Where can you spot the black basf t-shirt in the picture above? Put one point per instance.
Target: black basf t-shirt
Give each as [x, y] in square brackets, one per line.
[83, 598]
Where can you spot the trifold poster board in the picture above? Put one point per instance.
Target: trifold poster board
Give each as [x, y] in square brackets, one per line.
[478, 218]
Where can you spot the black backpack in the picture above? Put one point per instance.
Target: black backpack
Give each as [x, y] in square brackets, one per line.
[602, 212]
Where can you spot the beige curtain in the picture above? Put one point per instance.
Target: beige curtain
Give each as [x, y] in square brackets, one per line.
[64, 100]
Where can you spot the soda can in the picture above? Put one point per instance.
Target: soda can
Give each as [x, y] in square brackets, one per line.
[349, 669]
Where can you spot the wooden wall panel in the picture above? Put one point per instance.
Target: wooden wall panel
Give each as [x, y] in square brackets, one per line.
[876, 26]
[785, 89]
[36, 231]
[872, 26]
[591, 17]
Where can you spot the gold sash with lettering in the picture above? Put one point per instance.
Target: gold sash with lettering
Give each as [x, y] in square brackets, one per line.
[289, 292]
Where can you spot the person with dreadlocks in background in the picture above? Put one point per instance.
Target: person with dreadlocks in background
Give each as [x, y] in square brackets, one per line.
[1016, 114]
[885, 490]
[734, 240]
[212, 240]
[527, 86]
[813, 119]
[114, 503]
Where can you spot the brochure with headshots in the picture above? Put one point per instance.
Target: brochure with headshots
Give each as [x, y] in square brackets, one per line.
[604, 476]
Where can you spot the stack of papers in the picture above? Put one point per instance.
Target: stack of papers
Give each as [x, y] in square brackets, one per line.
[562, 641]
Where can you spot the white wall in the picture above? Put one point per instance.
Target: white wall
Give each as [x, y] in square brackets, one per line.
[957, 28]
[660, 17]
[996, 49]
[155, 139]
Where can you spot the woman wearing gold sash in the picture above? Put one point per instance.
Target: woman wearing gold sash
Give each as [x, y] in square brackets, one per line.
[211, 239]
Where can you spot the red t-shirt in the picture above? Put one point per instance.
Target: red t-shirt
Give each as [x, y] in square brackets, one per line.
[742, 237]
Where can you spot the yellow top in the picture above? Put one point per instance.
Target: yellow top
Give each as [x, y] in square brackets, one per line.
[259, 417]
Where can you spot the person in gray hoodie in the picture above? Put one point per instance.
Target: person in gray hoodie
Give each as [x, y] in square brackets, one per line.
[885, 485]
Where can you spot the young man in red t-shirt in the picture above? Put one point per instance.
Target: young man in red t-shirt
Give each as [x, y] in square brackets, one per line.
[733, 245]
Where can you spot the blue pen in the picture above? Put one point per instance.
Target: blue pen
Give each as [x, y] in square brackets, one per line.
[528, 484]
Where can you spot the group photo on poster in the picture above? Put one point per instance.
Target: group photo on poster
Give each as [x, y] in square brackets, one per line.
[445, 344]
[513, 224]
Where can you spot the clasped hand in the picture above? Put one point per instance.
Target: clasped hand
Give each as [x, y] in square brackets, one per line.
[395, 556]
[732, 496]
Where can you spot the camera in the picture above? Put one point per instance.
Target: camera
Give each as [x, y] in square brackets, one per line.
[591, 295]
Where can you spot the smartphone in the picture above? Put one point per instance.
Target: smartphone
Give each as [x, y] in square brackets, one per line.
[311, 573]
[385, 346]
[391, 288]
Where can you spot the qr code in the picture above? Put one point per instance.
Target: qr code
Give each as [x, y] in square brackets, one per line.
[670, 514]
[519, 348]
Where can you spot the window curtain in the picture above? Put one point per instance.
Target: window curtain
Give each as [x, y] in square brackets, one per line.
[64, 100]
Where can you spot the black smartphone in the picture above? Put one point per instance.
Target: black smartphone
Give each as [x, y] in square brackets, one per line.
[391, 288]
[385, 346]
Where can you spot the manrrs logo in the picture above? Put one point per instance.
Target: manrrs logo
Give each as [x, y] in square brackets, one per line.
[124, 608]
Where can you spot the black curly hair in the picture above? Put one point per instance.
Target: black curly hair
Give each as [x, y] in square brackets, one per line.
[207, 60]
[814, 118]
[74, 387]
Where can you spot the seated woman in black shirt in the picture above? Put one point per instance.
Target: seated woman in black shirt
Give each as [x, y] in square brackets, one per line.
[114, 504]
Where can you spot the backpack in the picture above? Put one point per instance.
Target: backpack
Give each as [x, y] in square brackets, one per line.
|---|
Starting at the first line of the data above, please restate word for word every line up to and including the one that holds "Where can you spot the white", and add nothing else.

Where can you spot the black basf t-shirt in the picture above? Put one point per instance.
Target: black basf t-shirt
Give each as [x, y] in square brackets, one per line.
[83, 598]
Where can you spot the trifold poster board in the picture above? Put one point per instance.
Target: trifold poster board
Give each as [x, y] in square brackets, one per line.
[478, 218]
Where can you spot the black backpack in the picture above? Put one point per instance.
Target: black backpack
Give each as [x, y] in square brackets, one per line.
[602, 212]
Where can you spot the beige curtain in the picture above? Put one point per instance.
Target: beige curtain
Give each as [x, y] in square brackets, one per line.
[64, 100]
Where can you spot the soda can in the picture above? Put one point per instance.
Target: soda can
Give each as [x, y] in square brackets, one per line.
[349, 669]
Where can you spot the wooden wall panel in the picture above? Put one point per instance.
Target: wooden wall panel
Give each as [x, y] in square brackets, one per line.
[876, 26]
[785, 89]
[36, 231]
[872, 26]
[591, 17]
Where can you spot the gold sash with lettering in the picture above? Put one point per instance.
Target: gold sash with lettering
Give each as [x, y] in square brackets, one per line.
[289, 292]
Where can you spot the person with dreadlocks in background in the picture above? Put one point per instance.
Target: person with dreadlocks in background
Give each as [x, y] in square brackets, one per line.
[1016, 114]
[885, 490]
[734, 240]
[212, 240]
[527, 86]
[813, 119]
[114, 503]
Where can you spot the brochure with headshots in the picture above? Put one point per instance.
Target: brochure with headshots
Give each as [x, y] in square brackets, one per line.
[604, 476]
Where can you spot the stack of papers in the picture above? Put one point per instance.
Target: stack of papers
Give each as [x, y] in square brackets, one per line.
[562, 641]
Where can you spot the white wall in the picture above? Put one point per instance.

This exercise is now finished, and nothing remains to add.